WORK REQUIRED:
The lines to be set down run from the line containing "Scan for soccer ball." through the final line of the data below; print them exactly and print nothing else.

Detection annotation records:
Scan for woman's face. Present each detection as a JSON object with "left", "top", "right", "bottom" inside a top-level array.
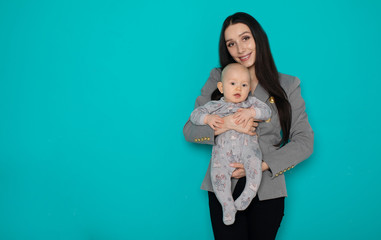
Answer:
[{"left": 225, "top": 23, "right": 255, "bottom": 68}]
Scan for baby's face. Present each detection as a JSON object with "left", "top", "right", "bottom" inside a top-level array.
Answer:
[{"left": 219, "top": 69, "right": 250, "bottom": 103}]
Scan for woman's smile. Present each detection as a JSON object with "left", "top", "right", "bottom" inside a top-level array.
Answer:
[{"left": 238, "top": 53, "right": 251, "bottom": 62}]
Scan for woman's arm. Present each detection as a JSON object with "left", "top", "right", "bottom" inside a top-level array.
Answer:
[{"left": 263, "top": 78, "right": 314, "bottom": 178}]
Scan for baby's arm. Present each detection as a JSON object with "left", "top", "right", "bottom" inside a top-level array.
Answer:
[
  {"left": 190, "top": 101, "right": 224, "bottom": 130},
  {"left": 249, "top": 97, "right": 271, "bottom": 120}
]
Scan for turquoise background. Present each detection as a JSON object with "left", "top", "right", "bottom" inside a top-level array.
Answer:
[{"left": 0, "top": 0, "right": 381, "bottom": 240}]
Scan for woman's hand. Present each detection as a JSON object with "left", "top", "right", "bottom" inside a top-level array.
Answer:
[
  {"left": 204, "top": 114, "right": 224, "bottom": 131},
  {"left": 230, "top": 163, "right": 246, "bottom": 178},
  {"left": 233, "top": 107, "right": 255, "bottom": 127},
  {"left": 230, "top": 161, "right": 269, "bottom": 178},
  {"left": 224, "top": 115, "right": 258, "bottom": 136}
]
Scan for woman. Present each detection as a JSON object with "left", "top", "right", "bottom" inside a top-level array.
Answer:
[{"left": 184, "top": 13, "right": 313, "bottom": 239}]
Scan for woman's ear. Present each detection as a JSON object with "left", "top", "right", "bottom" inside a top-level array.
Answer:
[{"left": 217, "top": 82, "right": 224, "bottom": 93}]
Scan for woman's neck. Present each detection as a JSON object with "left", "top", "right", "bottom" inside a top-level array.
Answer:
[{"left": 249, "top": 65, "right": 258, "bottom": 94}]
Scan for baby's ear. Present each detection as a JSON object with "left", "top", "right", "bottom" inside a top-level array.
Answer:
[{"left": 217, "top": 82, "right": 224, "bottom": 93}]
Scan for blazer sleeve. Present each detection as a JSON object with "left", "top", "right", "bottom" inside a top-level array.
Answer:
[
  {"left": 183, "top": 68, "right": 221, "bottom": 145},
  {"left": 263, "top": 78, "right": 314, "bottom": 178}
]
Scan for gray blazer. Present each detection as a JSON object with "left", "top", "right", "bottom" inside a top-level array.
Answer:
[{"left": 183, "top": 68, "right": 314, "bottom": 200}]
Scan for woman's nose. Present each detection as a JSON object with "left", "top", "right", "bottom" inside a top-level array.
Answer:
[{"left": 237, "top": 44, "right": 244, "bottom": 53}]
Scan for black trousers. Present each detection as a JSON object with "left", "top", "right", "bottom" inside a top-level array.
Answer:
[{"left": 208, "top": 178, "right": 284, "bottom": 240}]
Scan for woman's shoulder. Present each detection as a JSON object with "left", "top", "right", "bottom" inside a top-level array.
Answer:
[
  {"left": 210, "top": 68, "right": 222, "bottom": 81},
  {"left": 279, "top": 73, "right": 300, "bottom": 92}
]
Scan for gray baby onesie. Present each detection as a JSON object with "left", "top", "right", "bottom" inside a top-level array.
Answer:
[{"left": 190, "top": 97, "right": 271, "bottom": 225}]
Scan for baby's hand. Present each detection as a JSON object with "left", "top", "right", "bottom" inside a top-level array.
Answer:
[
  {"left": 204, "top": 114, "right": 224, "bottom": 130},
  {"left": 233, "top": 108, "right": 255, "bottom": 127}
]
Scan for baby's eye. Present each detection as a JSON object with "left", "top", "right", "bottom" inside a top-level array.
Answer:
[{"left": 243, "top": 36, "right": 250, "bottom": 41}]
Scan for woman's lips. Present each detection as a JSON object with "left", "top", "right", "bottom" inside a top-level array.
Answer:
[{"left": 238, "top": 53, "right": 251, "bottom": 62}]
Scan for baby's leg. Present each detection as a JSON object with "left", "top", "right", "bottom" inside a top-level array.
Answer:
[
  {"left": 211, "top": 159, "right": 237, "bottom": 225},
  {"left": 234, "top": 145, "right": 262, "bottom": 210}
]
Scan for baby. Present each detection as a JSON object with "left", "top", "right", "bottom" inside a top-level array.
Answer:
[{"left": 190, "top": 63, "right": 271, "bottom": 225}]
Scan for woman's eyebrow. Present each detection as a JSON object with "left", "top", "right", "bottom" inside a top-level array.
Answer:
[{"left": 225, "top": 31, "right": 250, "bottom": 42}]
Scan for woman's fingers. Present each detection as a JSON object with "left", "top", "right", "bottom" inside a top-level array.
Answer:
[{"left": 230, "top": 163, "right": 243, "bottom": 168}]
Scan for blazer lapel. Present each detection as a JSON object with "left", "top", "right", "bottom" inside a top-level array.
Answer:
[{"left": 254, "top": 84, "right": 270, "bottom": 102}]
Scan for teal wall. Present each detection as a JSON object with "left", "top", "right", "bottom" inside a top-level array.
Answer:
[{"left": 0, "top": 0, "right": 381, "bottom": 240}]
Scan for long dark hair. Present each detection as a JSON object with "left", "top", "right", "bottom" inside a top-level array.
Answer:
[{"left": 212, "top": 12, "right": 291, "bottom": 147}]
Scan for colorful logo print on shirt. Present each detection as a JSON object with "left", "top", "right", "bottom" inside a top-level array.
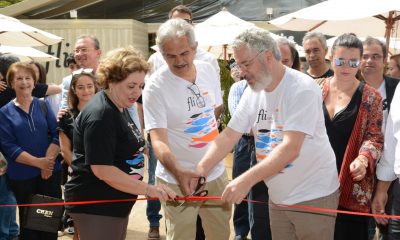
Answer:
[
  {"left": 255, "top": 125, "right": 293, "bottom": 173},
  {"left": 184, "top": 108, "right": 218, "bottom": 148}
]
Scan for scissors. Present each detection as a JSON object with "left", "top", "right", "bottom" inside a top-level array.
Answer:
[{"left": 179, "top": 177, "right": 208, "bottom": 207}]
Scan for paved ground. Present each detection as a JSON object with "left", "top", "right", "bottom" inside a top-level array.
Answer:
[{"left": 58, "top": 155, "right": 233, "bottom": 240}]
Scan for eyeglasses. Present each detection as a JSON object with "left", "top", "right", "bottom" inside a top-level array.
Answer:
[
  {"left": 74, "top": 48, "right": 93, "bottom": 54},
  {"left": 304, "top": 48, "right": 321, "bottom": 55},
  {"left": 334, "top": 58, "right": 360, "bottom": 68},
  {"left": 187, "top": 83, "right": 206, "bottom": 108},
  {"left": 183, "top": 18, "right": 193, "bottom": 24},
  {"left": 236, "top": 49, "right": 265, "bottom": 70},
  {"left": 362, "top": 54, "right": 383, "bottom": 61},
  {"left": 72, "top": 68, "right": 93, "bottom": 76}
]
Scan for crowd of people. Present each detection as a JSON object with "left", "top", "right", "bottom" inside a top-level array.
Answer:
[{"left": 0, "top": 5, "right": 400, "bottom": 240}]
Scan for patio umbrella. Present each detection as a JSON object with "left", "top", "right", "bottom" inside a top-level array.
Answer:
[
  {"left": 195, "top": 8, "right": 255, "bottom": 60},
  {"left": 269, "top": 0, "right": 400, "bottom": 49},
  {"left": 326, "top": 37, "right": 400, "bottom": 55},
  {"left": 0, "top": 14, "right": 63, "bottom": 47},
  {"left": 0, "top": 45, "right": 58, "bottom": 62}
]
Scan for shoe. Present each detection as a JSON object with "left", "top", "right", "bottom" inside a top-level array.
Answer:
[
  {"left": 147, "top": 227, "right": 160, "bottom": 240},
  {"left": 67, "top": 226, "right": 75, "bottom": 235}
]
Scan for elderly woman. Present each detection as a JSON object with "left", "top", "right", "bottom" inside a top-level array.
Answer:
[
  {"left": 0, "top": 63, "right": 61, "bottom": 239},
  {"left": 387, "top": 54, "right": 400, "bottom": 78},
  {"left": 322, "top": 34, "right": 383, "bottom": 240},
  {"left": 65, "top": 47, "right": 176, "bottom": 240}
]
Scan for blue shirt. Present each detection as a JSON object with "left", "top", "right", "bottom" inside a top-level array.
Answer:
[
  {"left": 0, "top": 97, "right": 61, "bottom": 180},
  {"left": 228, "top": 80, "right": 247, "bottom": 116}
]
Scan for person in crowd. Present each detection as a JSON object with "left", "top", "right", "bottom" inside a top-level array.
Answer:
[
  {"left": 0, "top": 152, "right": 19, "bottom": 240},
  {"left": 228, "top": 58, "right": 271, "bottom": 240},
  {"left": 65, "top": 52, "right": 79, "bottom": 73},
  {"left": 192, "top": 28, "right": 339, "bottom": 240},
  {"left": 387, "top": 54, "right": 400, "bottom": 78},
  {"left": 0, "top": 54, "right": 61, "bottom": 107},
  {"left": 360, "top": 37, "right": 399, "bottom": 240},
  {"left": 143, "top": 18, "right": 231, "bottom": 240},
  {"left": 303, "top": 32, "right": 333, "bottom": 79},
  {"left": 321, "top": 34, "right": 383, "bottom": 240},
  {"left": 65, "top": 47, "right": 176, "bottom": 240},
  {"left": 276, "top": 37, "right": 300, "bottom": 71},
  {"left": 0, "top": 63, "right": 61, "bottom": 240},
  {"left": 60, "top": 34, "right": 101, "bottom": 109},
  {"left": 30, "top": 61, "right": 62, "bottom": 115},
  {"left": 361, "top": 37, "right": 400, "bottom": 239},
  {"left": 58, "top": 69, "right": 97, "bottom": 240},
  {"left": 372, "top": 83, "right": 400, "bottom": 239},
  {"left": 142, "top": 5, "right": 223, "bottom": 240}
]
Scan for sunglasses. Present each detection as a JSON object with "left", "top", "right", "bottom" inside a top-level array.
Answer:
[
  {"left": 72, "top": 68, "right": 93, "bottom": 76},
  {"left": 334, "top": 58, "right": 360, "bottom": 68}
]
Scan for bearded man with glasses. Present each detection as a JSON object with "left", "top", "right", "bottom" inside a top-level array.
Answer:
[{"left": 192, "top": 29, "right": 339, "bottom": 240}]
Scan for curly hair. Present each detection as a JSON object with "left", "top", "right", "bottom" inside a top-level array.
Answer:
[
  {"left": 96, "top": 46, "right": 150, "bottom": 89},
  {"left": 7, "top": 62, "right": 37, "bottom": 88}
]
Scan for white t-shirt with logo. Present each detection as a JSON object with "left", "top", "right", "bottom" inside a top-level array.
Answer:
[
  {"left": 143, "top": 61, "right": 225, "bottom": 183},
  {"left": 228, "top": 68, "right": 339, "bottom": 204},
  {"left": 378, "top": 81, "right": 389, "bottom": 134}
]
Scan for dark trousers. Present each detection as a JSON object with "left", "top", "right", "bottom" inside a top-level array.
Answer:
[
  {"left": 335, "top": 206, "right": 369, "bottom": 240},
  {"left": 232, "top": 135, "right": 271, "bottom": 240},
  {"left": 10, "top": 171, "right": 61, "bottom": 240}
]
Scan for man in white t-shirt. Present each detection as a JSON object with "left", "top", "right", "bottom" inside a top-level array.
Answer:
[
  {"left": 143, "top": 19, "right": 231, "bottom": 240},
  {"left": 192, "top": 29, "right": 339, "bottom": 240}
]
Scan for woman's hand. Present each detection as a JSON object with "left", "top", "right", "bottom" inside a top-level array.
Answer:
[
  {"left": 145, "top": 184, "right": 176, "bottom": 201},
  {"left": 350, "top": 155, "right": 368, "bottom": 182}
]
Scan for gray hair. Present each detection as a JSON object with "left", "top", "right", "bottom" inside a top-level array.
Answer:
[
  {"left": 302, "top": 32, "right": 327, "bottom": 50},
  {"left": 331, "top": 33, "right": 363, "bottom": 57},
  {"left": 156, "top": 18, "right": 197, "bottom": 53},
  {"left": 363, "top": 36, "right": 387, "bottom": 59},
  {"left": 232, "top": 28, "right": 281, "bottom": 61}
]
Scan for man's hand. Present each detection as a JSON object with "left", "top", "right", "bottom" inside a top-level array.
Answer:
[
  {"left": 222, "top": 175, "right": 252, "bottom": 204},
  {"left": 176, "top": 170, "right": 201, "bottom": 196},
  {"left": 371, "top": 188, "right": 389, "bottom": 225},
  {"left": 350, "top": 156, "right": 368, "bottom": 182}
]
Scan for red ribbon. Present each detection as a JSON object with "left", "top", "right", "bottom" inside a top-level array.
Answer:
[{"left": 0, "top": 196, "right": 400, "bottom": 219}]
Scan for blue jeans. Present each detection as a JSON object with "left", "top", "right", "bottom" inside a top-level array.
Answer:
[
  {"left": 248, "top": 147, "right": 272, "bottom": 240},
  {"left": 232, "top": 135, "right": 251, "bottom": 238},
  {"left": 232, "top": 135, "right": 272, "bottom": 240},
  {"left": 146, "top": 134, "right": 162, "bottom": 227},
  {"left": 0, "top": 175, "right": 19, "bottom": 240}
]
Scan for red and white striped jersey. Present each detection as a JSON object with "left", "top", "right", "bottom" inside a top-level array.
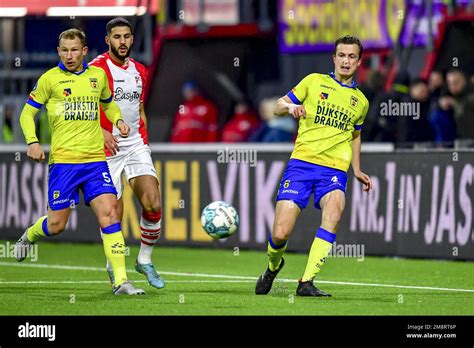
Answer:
[{"left": 89, "top": 52, "right": 148, "bottom": 156}]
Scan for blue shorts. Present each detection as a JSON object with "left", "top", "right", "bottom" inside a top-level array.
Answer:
[
  {"left": 276, "top": 158, "right": 347, "bottom": 210},
  {"left": 48, "top": 161, "right": 117, "bottom": 210}
]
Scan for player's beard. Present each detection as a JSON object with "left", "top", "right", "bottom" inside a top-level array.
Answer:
[{"left": 110, "top": 45, "right": 130, "bottom": 60}]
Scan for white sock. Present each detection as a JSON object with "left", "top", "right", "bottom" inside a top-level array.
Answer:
[{"left": 137, "top": 216, "right": 161, "bottom": 264}]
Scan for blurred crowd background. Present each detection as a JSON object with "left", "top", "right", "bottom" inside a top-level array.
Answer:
[{"left": 0, "top": 0, "right": 474, "bottom": 148}]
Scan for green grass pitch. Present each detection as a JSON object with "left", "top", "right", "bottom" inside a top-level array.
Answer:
[{"left": 0, "top": 242, "right": 474, "bottom": 315}]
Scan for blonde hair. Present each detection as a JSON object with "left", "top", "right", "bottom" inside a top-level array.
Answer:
[{"left": 58, "top": 28, "right": 86, "bottom": 47}]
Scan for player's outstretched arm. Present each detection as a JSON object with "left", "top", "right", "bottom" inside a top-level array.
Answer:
[
  {"left": 273, "top": 95, "right": 306, "bottom": 119},
  {"left": 100, "top": 100, "right": 130, "bottom": 138},
  {"left": 102, "top": 128, "right": 120, "bottom": 155},
  {"left": 140, "top": 103, "right": 148, "bottom": 131},
  {"left": 352, "top": 131, "right": 372, "bottom": 193},
  {"left": 20, "top": 104, "right": 46, "bottom": 162}
]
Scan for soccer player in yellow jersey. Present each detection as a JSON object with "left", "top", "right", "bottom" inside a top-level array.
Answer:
[
  {"left": 255, "top": 36, "right": 372, "bottom": 296},
  {"left": 15, "top": 29, "right": 144, "bottom": 295}
]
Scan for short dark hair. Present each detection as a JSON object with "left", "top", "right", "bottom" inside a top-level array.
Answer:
[
  {"left": 410, "top": 77, "right": 428, "bottom": 86},
  {"left": 105, "top": 17, "right": 133, "bottom": 35},
  {"left": 58, "top": 28, "right": 86, "bottom": 47},
  {"left": 333, "top": 35, "right": 364, "bottom": 59}
]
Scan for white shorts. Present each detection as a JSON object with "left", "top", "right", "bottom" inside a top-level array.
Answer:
[{"left": 107, "top": 144, "right": 158, "bottom": 198}]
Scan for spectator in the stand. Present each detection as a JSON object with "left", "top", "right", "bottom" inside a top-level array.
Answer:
[
  {"left": 428, "top": 70, "right": 444, "bottom": 97},
  {"left": 365, "top": 71, "right": 410, "bottom": 143},
  {"left": 446, "top": 69, "right": 474, "bottom": 139},
  {"left": 249, "top": 98, "right": 297, "bottom": 143},
  {"left": 403, "top": 78, "right": 434, "bottom": 142},
  {"left": 359, "top": 70, "right": 385, "bottom": 103},
  {"left": 430, "top": 87, "right": 457, "bottom": 147},
  {"left": 222, "top": 101, "right": 260, "bottom": 143},
  {"left": 428, "top": 70, "right": 444, "bottom": 111},
  {"left": 170, "top": 81, "right": 219, "bottom": 143}
]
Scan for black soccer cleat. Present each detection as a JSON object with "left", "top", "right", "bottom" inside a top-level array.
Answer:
[
  {"left": 296, "top": 279, "right": 331, "bottom": 297},
  {"left": 255, "top": 257, "right": 285, "bottom": 295}
]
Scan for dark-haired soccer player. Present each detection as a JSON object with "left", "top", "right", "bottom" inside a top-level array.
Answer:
[
  {"left": 15, "top": 29, "right": 145, "bottom": 295},
  {"left": 90, "top": 18, "right": 165, "bottom": 289},
  {"left": 255, "top": 36, "right": 372, "bottom": 296}
]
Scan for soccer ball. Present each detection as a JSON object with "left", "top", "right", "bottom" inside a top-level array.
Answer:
[{"left": 201, "top": 201, "right": 239, "bottom": 239}]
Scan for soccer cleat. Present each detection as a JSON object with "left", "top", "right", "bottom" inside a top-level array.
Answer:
[
  {"left": 296, "top": 279, "right": 331, "bottom": 297},
  {"left": 135, "top": 260, "right": 165, "bottom": 289},
  {"left": 112, "top": 280, "right": 145, "bottom": 295},
  {"left": 15, "top": 225, "right": 34, "bottom": 262},
  {"left": 255, "top": 257, "right": 285, "bottom": 295}
]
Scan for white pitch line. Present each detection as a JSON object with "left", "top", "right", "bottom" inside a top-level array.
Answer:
[
  {"left": 0, "top": 279, "right": 255, "bottom": 285},
  {"left": 0, "top": 262, "right": 474, "bottom": 293}
]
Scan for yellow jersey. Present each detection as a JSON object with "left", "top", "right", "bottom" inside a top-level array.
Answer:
[
  {"left": 27, "top": 63, "right": 112, "bottom": 164},
  {"left": 287, "top": 73, "right": 369, "bottom": 172}
]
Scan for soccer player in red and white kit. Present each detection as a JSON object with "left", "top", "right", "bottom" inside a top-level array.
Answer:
[{"left": 90, "top": 18, "right": 165, "bottom": 289}]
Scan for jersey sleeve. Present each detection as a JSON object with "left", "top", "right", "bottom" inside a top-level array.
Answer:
[
  {"left": 286, "top": 74, "right": 316, "bottom": 105},
  {"left": 26, "top": 74, "right": 51, "bottom": 109},
  {"left": 354, "top": 100, "right": 369, "bottom": 131},
  {"left": 100, "top": 69, "right": 113, "bottom": 104},
  {"left": 134, "top": 61, "right": 148, "bottom": 103}
]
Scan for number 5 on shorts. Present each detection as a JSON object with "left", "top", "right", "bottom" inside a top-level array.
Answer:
[{"left": 102, "top": 172, "right": 112, "bottom": 184}]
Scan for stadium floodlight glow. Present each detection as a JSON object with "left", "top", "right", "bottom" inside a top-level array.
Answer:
[
  {"left": 46, "top": 6, "right": 147, "bottom": 17},
  {"left": 0, "top": 7, "right": 28, "bottom": 17}
]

RESULT:
Scan for soccer ball. Present each detection as a JSON object with "left", "top", "right", "bottom" inside a top-level array.
Answer:
[{"left": 201, "top": 201, "right": 239, "bottom": 239}]
Scan for soccer cleat. Present each detection as a JSON object with "left", "top", "right", "bottom" inside a top-level array.
Answer:
[
  {"left": 296, "top": 279, "right": 331, "bottom": 297},
  {"left": 135, "top": 260, "right": 165, "bottom": 289},
  {"left": 112, "top": 280, "right": 145, "bottom": 295},
  {"left": 15, "top": 225, "right": 34, "bottom": 262},
  {"left": 255, "top": 257, "right": 285, "bottom": 295}
]
Scan for white pitch line. Present each detection as a JSON object with "left", "top", "right", "bottom" inside a top-level array.
Answer:
[
  {"left": 0, "top": 279, "right": 255, "bottom": 285},
  {"left": 0, "top": 262, "right": 474, "bottom": 293}
]
Scan for yellow jersey. Present each detection as a JSON object with "left", "top", "right", "bottom" inside a top-level array.
Answer:
[
  {"left": 27, "top": 63, "right": 112, "bottom": 164},
  {"left": 287, "top": 73, "right": 369, "bottom": 172}
]
Scan for soccer player in red and white kit. Present each detection as a JSON object with "left", "top", "right", "bottom" inside a top-level array.
Answer:
[{"left": 90, "top": 18, "right": 165, "bottom": 289}]
Scan for jersey sleeve. Present each detection as a JSON object with "left", "top", "right", "bottom" inside a top-level array.
Answer:
[
  {"left": 286, "top": 74, "right": 316, "bottom": 105},
  {"left": 26, "top": 74, "right": 51, "bottom": 109},
  {"left": 354, "top": 100, "right": 369, "bottom": 131},
  {"left": 100, "top": 69, "right": 113, "bottom": 104},
  {"left": 134, "top": 61, "right": 148, "bottom": 103}
]
Scan for number 5 on shorts. Present each detection as a JSON object with "left", "top", "right", "bottom" inside a top-level array.
Answer:
[{"left": 102, "top": 172, "right": 112, "bottom": 184}]
Scan for stadium floodlight glow. Present each detection as a JSON object with "left", "top", "right", "bottom" inside a top-level array.
Answer:
[
  {"left": 46, "top": 6, "right": 147, "bottom": 17},
  {"left": 0, "top": 7, "right": 28, "bottom": 17}
]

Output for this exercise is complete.